*WHAT YOU WILL DO:*
Exactly as written, copy every line from the one containing "Where can the player's left" through the end of the records, with the pictures left out.

(Referring expression data)
*** Block opens ***

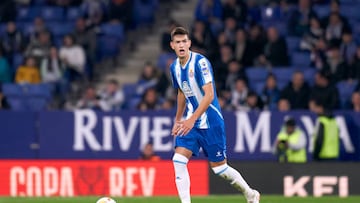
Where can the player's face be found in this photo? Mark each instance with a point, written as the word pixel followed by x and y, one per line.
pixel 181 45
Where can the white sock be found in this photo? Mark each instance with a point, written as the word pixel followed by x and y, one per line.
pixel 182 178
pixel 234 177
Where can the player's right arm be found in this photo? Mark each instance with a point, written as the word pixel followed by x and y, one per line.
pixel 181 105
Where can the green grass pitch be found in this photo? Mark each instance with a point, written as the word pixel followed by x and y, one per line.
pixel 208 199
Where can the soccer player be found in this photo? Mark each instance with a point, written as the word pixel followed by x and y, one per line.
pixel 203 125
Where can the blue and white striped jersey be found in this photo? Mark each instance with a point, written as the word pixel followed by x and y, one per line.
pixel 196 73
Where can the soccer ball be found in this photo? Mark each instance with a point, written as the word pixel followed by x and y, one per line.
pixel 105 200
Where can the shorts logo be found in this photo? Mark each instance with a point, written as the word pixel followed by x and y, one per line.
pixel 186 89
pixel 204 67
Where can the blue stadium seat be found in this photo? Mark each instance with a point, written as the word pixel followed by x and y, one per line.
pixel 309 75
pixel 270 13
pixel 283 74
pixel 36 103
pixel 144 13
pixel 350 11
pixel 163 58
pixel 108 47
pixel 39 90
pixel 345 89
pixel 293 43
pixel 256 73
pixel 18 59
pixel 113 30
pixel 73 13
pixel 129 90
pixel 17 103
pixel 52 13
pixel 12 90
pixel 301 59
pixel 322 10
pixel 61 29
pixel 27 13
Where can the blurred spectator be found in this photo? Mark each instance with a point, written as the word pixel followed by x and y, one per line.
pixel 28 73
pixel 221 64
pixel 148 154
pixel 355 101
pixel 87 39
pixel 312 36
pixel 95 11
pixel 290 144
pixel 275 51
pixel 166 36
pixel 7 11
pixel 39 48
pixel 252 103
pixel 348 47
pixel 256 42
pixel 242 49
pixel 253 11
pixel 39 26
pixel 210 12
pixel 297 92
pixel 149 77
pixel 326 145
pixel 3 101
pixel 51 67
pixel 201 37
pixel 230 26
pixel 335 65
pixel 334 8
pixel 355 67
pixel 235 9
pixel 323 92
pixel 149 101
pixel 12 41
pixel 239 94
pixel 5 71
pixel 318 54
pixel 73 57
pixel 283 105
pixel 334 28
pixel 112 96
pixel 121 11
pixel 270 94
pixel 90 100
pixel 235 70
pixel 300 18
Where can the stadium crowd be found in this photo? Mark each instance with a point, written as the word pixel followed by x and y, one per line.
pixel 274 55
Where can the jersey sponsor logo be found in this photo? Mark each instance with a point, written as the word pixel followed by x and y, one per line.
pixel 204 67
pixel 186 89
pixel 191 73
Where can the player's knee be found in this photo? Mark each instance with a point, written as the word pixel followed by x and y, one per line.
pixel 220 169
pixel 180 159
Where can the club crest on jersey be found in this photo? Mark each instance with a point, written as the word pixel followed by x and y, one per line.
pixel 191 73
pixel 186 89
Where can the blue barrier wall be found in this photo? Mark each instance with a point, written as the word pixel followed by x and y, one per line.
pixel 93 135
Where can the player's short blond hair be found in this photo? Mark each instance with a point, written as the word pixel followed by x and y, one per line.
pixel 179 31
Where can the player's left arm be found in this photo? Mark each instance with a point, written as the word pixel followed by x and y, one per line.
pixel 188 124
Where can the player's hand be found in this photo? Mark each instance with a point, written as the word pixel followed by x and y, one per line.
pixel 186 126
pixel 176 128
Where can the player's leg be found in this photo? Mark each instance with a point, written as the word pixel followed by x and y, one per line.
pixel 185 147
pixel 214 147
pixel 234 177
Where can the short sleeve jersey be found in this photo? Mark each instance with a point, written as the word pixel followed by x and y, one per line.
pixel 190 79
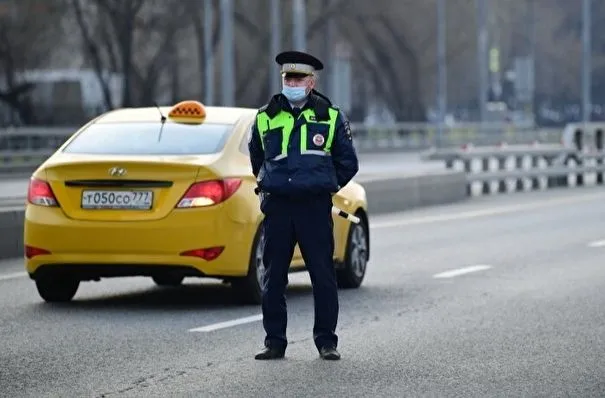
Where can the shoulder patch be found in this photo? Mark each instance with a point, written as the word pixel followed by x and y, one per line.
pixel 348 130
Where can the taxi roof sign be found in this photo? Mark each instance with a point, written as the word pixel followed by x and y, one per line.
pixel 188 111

*** Block closes ***

*TASK RESULT:*
Where can the player's left arm be found in this photo? Mark each instance with a point, written as the word pixel followed by x and y, one per line.
pixel 188 124
Where can the player's hand be found in this photo? Mark each instance with a point, written as the word pixel followed by x and y, one per line.
pixel 186 126
pixel 176 128
Where can the player's leg be found in this photo? Mark each instance with a point, written as the word pixel followed by x and y, one per line.
pixel 185 147
pixel 214 147
pixel 234 177
Where can the short sleeve jersey be found in this photo? Mark each instance with a point, written as the word pixel followed by x and y, one per line.
pixel 190 79
Where can the shoulder patch be found in this photo? Mark each instance with a point, written as the word pixel followed by x and y, one per line.
pixel 348 130
Where can the taxi roof sign be found in this photo? Mark each instance with a point, written as the word pixel followed by x and y, one per line.
pixel 188 111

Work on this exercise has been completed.